■ EXERCISE INSTRUCTIONS: Transcribe all of the items below, reproducing every line character for character.

■ SUPPLIED ENTRIES:
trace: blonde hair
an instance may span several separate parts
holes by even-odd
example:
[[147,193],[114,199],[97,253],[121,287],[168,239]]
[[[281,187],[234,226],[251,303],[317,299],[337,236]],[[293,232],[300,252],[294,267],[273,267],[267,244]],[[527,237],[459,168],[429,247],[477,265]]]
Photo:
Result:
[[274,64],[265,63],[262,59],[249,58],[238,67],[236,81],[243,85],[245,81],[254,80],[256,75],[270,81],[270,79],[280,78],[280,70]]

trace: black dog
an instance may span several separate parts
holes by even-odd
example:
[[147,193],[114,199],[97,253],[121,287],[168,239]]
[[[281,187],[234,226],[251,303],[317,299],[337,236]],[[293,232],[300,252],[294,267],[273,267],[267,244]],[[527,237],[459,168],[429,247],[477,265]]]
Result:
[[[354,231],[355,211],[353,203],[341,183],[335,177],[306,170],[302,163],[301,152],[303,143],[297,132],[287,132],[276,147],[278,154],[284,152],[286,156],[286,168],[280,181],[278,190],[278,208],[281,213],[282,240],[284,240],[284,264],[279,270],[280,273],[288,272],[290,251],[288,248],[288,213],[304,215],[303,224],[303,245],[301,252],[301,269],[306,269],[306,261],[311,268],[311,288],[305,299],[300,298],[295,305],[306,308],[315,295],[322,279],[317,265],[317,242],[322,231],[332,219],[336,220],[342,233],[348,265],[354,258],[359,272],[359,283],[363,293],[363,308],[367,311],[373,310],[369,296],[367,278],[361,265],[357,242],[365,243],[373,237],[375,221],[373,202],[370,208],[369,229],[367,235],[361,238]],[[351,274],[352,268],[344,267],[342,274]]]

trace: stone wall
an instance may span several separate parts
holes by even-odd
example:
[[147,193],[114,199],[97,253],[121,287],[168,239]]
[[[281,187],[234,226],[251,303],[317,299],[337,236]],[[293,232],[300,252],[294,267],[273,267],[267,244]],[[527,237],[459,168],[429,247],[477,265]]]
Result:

■ COMPLETED TASK:
trace: blonde hair
an instance may span several separate parts
holes by even-odd
example:
[[147,193],[114,199],[97,253],[121,287],[168,239]]
[[[281,187],[234,226],[251,303],[317,299],[337,236]],[[293,232],[300,252],[294,267],[273,267],[267,244]],[[527,237],[459,168],[429,247],[477,265]]]
Photo:
Result:
[[274,64],[265,63],[262,59],[249,58],[238,67],[236,81],[243,85],[245,81],[254,80],[256,75],[270,81],[270,79],[280,78],[280,70]]

trace: black dog
an instance may span several separate parts
holes by even-odd
example:
[[147,193],[114,199],[97,253],[121,287],[168,239]]
[[[281,187],[234,226],[251,303],[317,299],[337,236]],[[293,232],[300,252],[294,267],[273,267],[267,244]],[[527,237],[459,168],[429,247],[477,265]]]
Result:
[[[354,231],[355,211],[353,203],[341,183],[335,177],[306,170],[302,163],[301,152],[303,143],[297,132],[287,132],[276,147],[278,154],[284,152],[286,156],[286,168],[280,181],[278,190],[278,208],[281,213],[282,240],[284,240],[284,264],[279,270],[280,273],[288,272],[290,251],[288,248],[288,213],[304,215],[303,224],[303,245],[301,252],[301,269],[306,269],[306,261],[311,268],[311,288],[305,299],[300,298],[295,305],[306,308],[315,295],[322,279],[317,265],[317,242],[322,231],[332,219],[336,220],[342,233],[348,265],[354,258],[359,272],[359,283],[363,293],[363,308],[367,311],[373,310],[369,296],[367,278],[361,265],[357,242],[365,243],[373,237],[375,221],[373,202],[370,208],[369,229],[367,235],[361,238]],[[351,274],[352,268],[344,267],[342,274]]]

trace: stone wall
an instance may span several separate parts
holes by even-odd
example:
[[147,193],[114,199],[97,253],[121,287],[168,239]]
[[[281,187],[234,226],[251,303],[317,299],[337,236]],[[293,232],[300,252],[294,267],[273,267],[267,244]],[[527,237],[459,168],[429,247],[477,265]]]
Result:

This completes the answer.